**TO DO**:
Quote the data below word for word, keeping every line unchanged.

==== RECORDS SUPPLIED ====

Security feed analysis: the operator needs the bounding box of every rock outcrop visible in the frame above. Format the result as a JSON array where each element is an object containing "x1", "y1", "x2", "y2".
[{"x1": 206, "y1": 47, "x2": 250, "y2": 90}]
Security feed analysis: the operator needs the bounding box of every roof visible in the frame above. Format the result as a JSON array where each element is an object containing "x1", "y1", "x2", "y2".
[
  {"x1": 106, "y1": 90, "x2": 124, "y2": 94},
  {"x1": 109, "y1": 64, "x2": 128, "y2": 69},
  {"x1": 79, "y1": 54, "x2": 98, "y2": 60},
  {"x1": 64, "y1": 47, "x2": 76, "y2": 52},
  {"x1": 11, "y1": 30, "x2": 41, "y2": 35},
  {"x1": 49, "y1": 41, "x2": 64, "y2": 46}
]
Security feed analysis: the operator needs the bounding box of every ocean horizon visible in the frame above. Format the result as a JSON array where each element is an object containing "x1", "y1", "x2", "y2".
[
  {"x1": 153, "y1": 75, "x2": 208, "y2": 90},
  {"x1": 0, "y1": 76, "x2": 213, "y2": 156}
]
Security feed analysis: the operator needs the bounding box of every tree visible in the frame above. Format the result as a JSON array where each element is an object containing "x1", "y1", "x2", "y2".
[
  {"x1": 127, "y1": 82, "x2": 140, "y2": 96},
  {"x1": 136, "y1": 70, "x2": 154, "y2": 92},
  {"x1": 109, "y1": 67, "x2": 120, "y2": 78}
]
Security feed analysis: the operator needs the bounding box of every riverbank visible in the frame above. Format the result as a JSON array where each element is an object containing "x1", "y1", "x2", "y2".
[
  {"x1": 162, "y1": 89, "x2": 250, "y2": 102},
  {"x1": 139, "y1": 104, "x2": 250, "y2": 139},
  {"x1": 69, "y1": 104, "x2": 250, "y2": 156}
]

====

**SOLUTION TO THIS TASK**:
Security feed analysis: the operator needs the bounding box of every rock outcrop visible in the frame above. Format the result as a JSON array where each element is an object containing "x1", "y1", "x2", "y2".
[{"x1": 206, "y1": 47, "x2": 250, "y2": 90}]
Security feed analysis: the operator needs the bounding box of every roof visible in the frame above. Format the result as a JSON array where each element is an object containing "x1", "y1", "x2", "y2".
[
  {"x1": 106, "y1": 90, "x2": 124, "y2": 94},
  {"x1": 109, "y1": 64, "x2": 128, "y2": 69},
  {"x1": 79, "y1": 54, "x2": 98, "y2": 60},
  {"x1": 64, "y1": 47, "x2": 76, "y2": 52},
  {"x1": 11, "y1": 30, "x2": 41, "y2": 35},
  {"x1": 49, "y1": 41, "x2": 64, "y2": 46}
]
Security feed analysis: the operator needs the bounding box of every ocean horizon visible in the frame above. Format the result as a JSON array where each element is an object containing "x1", "y1", "x2", "y2".
[
  {"x1": 153, "y1": 75, "x2": 208, "y2": 90},
  {"x1": 0, "y1": 76, "x2": 213, "y2": 156}
]
Security feed analysis: the operator needs the bounding box of every tree visible in the frame above. Format the result as a JSON array where each element is an object containing "x1", "y1", "x2", "y2".
[
  {"x1": 127, "y1": 82, "x2": 140, "y2": 96},
  {"x1": 136, "y1": 70, "x2": 154, "y2": 92},
  {"x1": 109, "y1": 67, "x2": 120, "y2": 78}
]
Security feed analysis: the operator needs the bounding box of every riverbank visible in the frame above. Format the result as a JSON array where each element is an object containing "x1", "y1", "x2", "y2".
[
  {"x1": 162, "y1": 89, "x2": 250, "y2": 102},
  {"x1": 139, "y1": 104, "x2": 250, "y2": 139},
  {"x1": 69, "y1": 104, "x2": 250, "y2": 156}
]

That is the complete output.